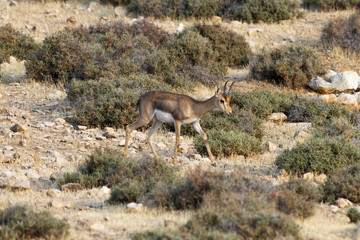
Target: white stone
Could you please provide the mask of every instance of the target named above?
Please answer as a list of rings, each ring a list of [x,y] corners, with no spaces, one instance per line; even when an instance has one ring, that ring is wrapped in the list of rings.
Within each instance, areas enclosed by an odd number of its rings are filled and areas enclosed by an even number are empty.
[[[329,77],[330,83],[337,91],[356,90],[359,86],[359,76],[356,72],[345,71]]]
[[[319,176],[314,177],[316,183],[325,183],[327,176],[324,173],[321,173]]]
[[[352,206],[352,203],[345,198],[338,198],[335,202],[339,208],[348,208]]]
[[[274,121],[274,122],[284,122],[284,121],[286,121],[287,116],[282,112],[272,113],[268,119],[271,121]]]
[[[305,173],[303,178],[305,180],[313,180],[314,179],[314,173],[312,173],[312,172]]]
[[[275,152],[276,149],[277,149],[276,145],[275,145],[274,143],[272,143],[272,142],[268,142],[268,143],[266,144],[266,147],[267,147],[267,150],[268,150],[269,152],[271,152],[271,153]]]
[[[348,94],[348,93],[341,93],[337,98],[336,101],[342,105],[346,105],[350,109],[357,109],[358,108],[358,101],[355,95]]]
[[[330,77],[336,75],[337,73],[333,70],[328,70],[326,73],[325,73],[325,79],[328,81]]]
[[[309,81],[309,87],[318,93],[333,93],[336,89],[333,84],[325,81],[321,77],[315,77]]]

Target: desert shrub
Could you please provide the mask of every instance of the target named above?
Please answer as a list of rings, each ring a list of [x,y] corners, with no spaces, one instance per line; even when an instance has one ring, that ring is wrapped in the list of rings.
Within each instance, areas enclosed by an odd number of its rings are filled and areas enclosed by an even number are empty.
[[[360,151],[351,142],[331,136],[314,136],[276,159],[276,165],[294,175],[307,172],[331,173],[360,161]]]
[[[234,92],[231,102],[240,109],[249,111],[260,119],[266,119],[271,113],[285,112],[294,101],[294,97],[279,92],[255,90],[249,93]]]
[[[343,139],[352,140],[359,135],[357,129],[350,121],[344,117],[334,118],[325,128],[325,133],[330,136],[340,136]]]
[[[207,137],[214,156],[231,156],[235,154],[248,157],[263,151],[260,140],[244,132],[211,129],[207,131]],[[194,145],[199,153],[207,154],[201,136],[195,137]]]
[[[327,177],[324,185],[324,198],[334,202],[342,197],[353,203],[360,203],[360,166],[354,165],[338,169]]]
[[[34,39],[16,31],[11,26],[0,27],[0,63],[8,61],[10,56],[20,60],[28,59],[39,44]]]
[[[183,18],[211,18],[216,15],[223,0],[186,0],[186,1],[142,1],[132,0],[126,10],[134,15],[145,17],[183,19]]]
[[[251,76],[289,88],[306,88],[309,79],[325,73],[321,55],[309,46],[292,45],[253,57]]]
[[[215,236],[225,239],[300,239],[299,227],[288,217],[234,207],[205,209],[184,228],[198,239],[213,239]]]
[[[210,40],[218,62],[224,62],[228,67],[248,65],[251,50],[243,36],[220,25],[197,24],[194,29]]]
[[[360,222],[360,212],[357,208],[351,207],[346,213],[346,216],[350,218],[350,222],[358,223]]]
[[[304,0],[302,6],[307,9],[321,11],[338,11],[359,7],[358,0]]]
[[[358,1],[360,3],[360,1]],[[338,17],[322,30],[321,40],[325,45],[339,46],[345,50],[360,52],[360,15]]]
[[[291,178],[289,182],[284,184],[283,188],[294,191],[308,201],[320,202],[323,198],[323,189],[305,179]]]
[[[180,234],[180,232],[158,232],[158,231],[144,231],[140,233],[135,233],[131,239],[132,240],[181,240],[184,239],[183,234]]]
[[[291,190],[279,190],[276,195],[276,207],[279,211],[297,218],[305,219],[315,213],[315,202]]]
[[[311,122],[312,114],[303,103],[293,103],[285,112],[289,122]]]
[[[65,239],[69,224],[50,212],[34,212],[27,206],[9,207],[0,211],[1,239]]]
[[[298,3],[291,0],[250,0],[234,10],[229,18],[248,23],[274,23],[296,17],[298,7]]]
[[[138,118],[136,103],[149,90],[170,86],[148,74],[121,76],[117,80],[72,81],[67,88],[74,121],[87,126],[122,128]]]
[[[174,173],[175,168],[148,156],[141,159],[125,158],[118,150],[96,149],[79,166],[77,173],[64,174],[59,182],[75,181],[85,188],[119,185],[118,189],[125,189],[135,186],[140,187],[141,191],[149,191],[158,181],[170,181]]]
[[[115,7],[117,6],[126,6],[128,5],[132,0],[100,0],[100,3],[102,4],[111,4]]]

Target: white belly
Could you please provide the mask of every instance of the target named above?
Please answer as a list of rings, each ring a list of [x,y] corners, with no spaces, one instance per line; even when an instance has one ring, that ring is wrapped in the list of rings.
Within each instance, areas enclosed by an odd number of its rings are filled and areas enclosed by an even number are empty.
[[[170,113],[166,113],[160,110],[155,109],[154,111],[154,116],[156,117],[157,120],[164,122],[164,123],[173,123],[175,121],[175,119],[173,118],[173,116]],[[189,118],[189,119],[185,119],[183,120],[181,123],[182,124],[189,124],[189,123],[194,123],[197,120],[199,120],[198,118]]]

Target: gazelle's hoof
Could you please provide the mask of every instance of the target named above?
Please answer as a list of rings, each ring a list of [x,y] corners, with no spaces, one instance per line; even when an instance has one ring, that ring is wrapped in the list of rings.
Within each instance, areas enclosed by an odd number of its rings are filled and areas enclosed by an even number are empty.
[[[211,166],[216,167],[216,162],[212,163]]]

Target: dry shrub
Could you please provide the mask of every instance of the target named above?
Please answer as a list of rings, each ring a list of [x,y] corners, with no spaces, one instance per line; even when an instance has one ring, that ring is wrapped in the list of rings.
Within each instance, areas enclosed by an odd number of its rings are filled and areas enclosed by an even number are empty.
[[[69,224],[50,212],[34,212],[27,206],[9,207],[0,211],[1,239],[66,239]]]
[[[314,136],[276,158],[276,165],[297,176],[307,172],[331,173],[338,168],[360,162],[357,146],[344,139]]]
[[[357,208],[351,207],[346,213],[346,216],[350,218],[350,222],[358,223],[360,222],[360,212]]]
[[[339,46],[360,53],[360,12],[349,18],[338,17],[322,30],[321,40],[325,45]]]
[[[307,88],[311,78],[325,73],[325,65],[316,49],[291,45],[253,57],[251,76],[289,88]]]
[[[324,199],[334,202],[342,197],[353,203],[360,203],[360,166],[359,164],[338,169],[330,174],[324,185]]]
[[[360,7],[359,0],[304,0],[302,6],[311,10],[339,11]]]
[[[8,25],[0,27],[0,63],[8,61],[10,56],[26,60],[29,54],[38,48],[39,44],[31,37]]]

## WHAT IS NEEDED
Repeat the entries exactly, pictures left out.

## SOLUTION TO THE EXERCISE
Target: white stone
Could you please provide the mask of every instance of the target named above?
Please answer as a list of rings, each ring a list of [x,y] corners, with no spaces, one instance per line; even when an instance has one ring, that ring is wrapped in the list of rings.
Within each instance, areas enclosed by an odd number of its rings are filled and areas enclosed by an even number are empty.
[[[329,77],[330,83],[337,91],[356,90],[359,86],[359,76],[356,72],[345,71]]]
[[[319,176],[314,177],[316,183],[325,183],[327,176],[324,173],[321,173]]]
[[[352,206],[352,203],[345,198],[338,198],[335,202],[339,208],[348,208]]]
[[[274,121],[274,122],[284,122],[284,121],[286,121],[287,116],[282,112],[272,113],[268,119],[271,121]]]
[[[305,173],[303,178],[305,180],[313,180],[314,179],[314,173],[312,173],[312,172]]]
[[[275,152],[276,149],[277,149],[276,145],[275,145],[274,143],[272,143],[272,142],[268,142],[268,143],[266,144],[266,147],[267,147],[267,150],[268,150],[269,152],[271,152],[271,153]]]
[[[348,94],[348,93],[341,93],[337,98],[336,101],[342,105],[346,105],[350,109],[357,109],[358,108],[358,101],[355,95]]]
[[[330,77],[336,75],[337,73],[333,70],[328,70],[326,73],[325,73],[325,79],[328,81]]]
[[[309,81],[309,87],[318,93],[333,93],[336,89],[333,84],[325,81],[321,77],[315,77]]]

Target: desert shrub
Could you please provide the mask of every instance of the target named above?
Please answer as a list of rings, each ring a list of [x,y] corners, with no spaces, one instance per line; even when an instance has one ring, that ring is wrapped in the list of rings.
Within each instance, areas enclosed by an odd number of its rings are filled and areas enclosed by an even number are empty.
[[[360,151],[351,142],[331,136],[314,136],[276,159],[276,165],[294,175],[307,172],[331,173],[360,161]]]
[[[234,92],[231,102],[240,109],[249,111],[260,119],[266,119],[271,113],[285,112],[294,101],[294,97],[279,92],[255,90],[249,93]]]
[[[343,139],[352,140],[359,135],[357,129],[350,121],[344,117],[334,118],[325,128],[325,133],[330,136],[340,136]]]
[[[207,137],[214,156],[231,156],[235,154],[248,157],[263,151],[260,140],[244,132],[211,129],[207,131]],[[194,145],[199,153],[207,154],[201,136],[195,137]]]
[[[327,177],[324,185],[324,198],[334,202],[342,197],[353,203],[360,203],[360,166],[354,165],[338,169]]]
[[[34,39],[16,31],[11,26],[0,27],[0,63],[8,61],[10,56],[20,60],[28,59],[39,44]]]
[[[183,18],[211,18],[216,15],[223,0],[186,0],[186,1],[142,1],[132,0],[126,10],[134,15],[145,17],[183,19]]]
[[[251,76],[289,88],[306,88],[309,79],[325,73],[321,55],[309,46],[292,45],[253,57]]]
[[[215,236],[225,239],[300,239],[299,227],[288,217],[234,207],[205,209],[184,228],[198,239],[213,239]]]
[[[210,40],[218,62],[224,62],[228,67],[248,65],[251,50],[243,36],[220,25],[197,24],[194,29]]]
[[[360,222],[360,212],[357,208],[351,207],[346,213],[346,216],[350,218],[350,222],[358,223]]]
[[[304,0],[302,6],[307,9],[321,11],[338,11],[359,7],[358,0]]]
[[[358,1],[360,3],[360,1]],[[338,17],[322,30],[321,40],[325,45],[339,46],[345,50],[360,52],[360,15]]]
[[[291,178],[289,182],[284,184],[283,188],[294,191],[308,201],[320,202],[323,198],[323,189],[305,179]]]
[[[180,234],[180,232],[158,232],[158,231],[144,231],[140,233],[135,233],[131,239],[132,240],[181,240],[184,239],[183,234]]]
[[[291,190],[279,190],[276,195],[276,207],[279,211],[297,218],[305,219],[315,213],[315,202]]]
[[[311,122],[312,114],[303,103],[293,103],[285,112],[289,122]]]
[[[65,239],[69,224],[50,212],[34,212],[27,206],[9,207],[0,211],[1,239]]]
[[[298,3],[291,0],[250,0],[234,10],[229,18],[248,23],[274,23],[296,17],[298,7]]]
[[[138,118],[136,103],[149,90],[170,86],[148,74],[121,76],[117,80],[72,81],[67,88],[74,121],[87,126],[122,128]]]
[[[174,173],[175,168],[148,156],[141,159],[125,158],[118,150],[96,149],[79,166],[77,173],[64,174],[59,182],[75,181],[85,188],[119,185],[118,189],[125,189],[135,186],[140,187],[141,191],[149,191],[158,181],[170,181]]]
[[[115,7],[117,6],[126,6],[128,5],[132,0],[100,0],[100,3],[102,4],[111,4]]]

Target: white belly
Could you please provide the mask of every instance of the target named above?
Please answer as a list of rings, each ring a list of [x,y] corners, with no spaces, one instance per line; even when an instance has one ring, that ring is wrapped in the list of rings.
Within each instance, areas enclosed by an odd number of its rings are filled and areas enclosed by an even number are empty.
[[[170,113],[166,113],[160,110],[155,109],[154,111],[154,116],[156,117],[157,120],[164,122],[164,123],[173,123],[175,121],[175,119],[173,118],[173,116]],[[189,118],[189,119],[185,119],[183,120],[181,123],[182,124],[189,124],[189,123],[194,123],[197,120],[199,120],[198,118]]]

Target: gazelle's hoof
Could you please provide the mask of every instance of the target named above?
Please answer as a list of rings, each ring a list of [x,y] corners, with no spaces, one instance per line; even when an instance has one ring, that ring is wrapped in the list of rings.
Within each instance, areas enclosed by an odd number of its rings are filled and areas enclosed by an even number are empty.
[[[211,166],[216,167],[216,162],[212,163]]]

Target: dry shrub
Could you please provide the mask of every instance of the target named above?
Please answer as a list of rings, each ring a list of [x,y] corners, with no spaces, one instance per line; even when an instance has one ring, that ring is wrapped in the list of rings.
Within each instance, areas enclosed by an odd number of its rings are filled and areas enclosed by an even number are empty.
[[[69,224],[50,212],[34,212],[27,206],[9,207],[0,211],[1,239],[66,239]]]
[[[314,136],[276,158],[276,165],[297,176],[307,172],[331,173],[338,168],[360,162],[357,146],[344,139]]]
[[[357,208],[351,207],[346,213],[346,216],[350,218],[350,222],[358,223],[360,222],[360,212]]]
[[[339,46],[360,53],[360,12],[349,18],[338,17],[322,30],[321,40],[325,45]]]
[[[307,88],[311,78],[325,73],[325,65],[316,49],[291,45],[253,57],[251,76],[289,88]]]
[[[324,199],[334,202],[342,197],[353,203],[360,203],[360,166],[359,164],[338,169],[330,174],[324,185]]]
[[[360,7],[359,0],[304,0],[302,6],[311,10],[339,11]]]
[[[8,25],[0,27],[0,63],[8,61],[10,56],[26,60],[29,54],[38,48],[39,44],[31,37]]]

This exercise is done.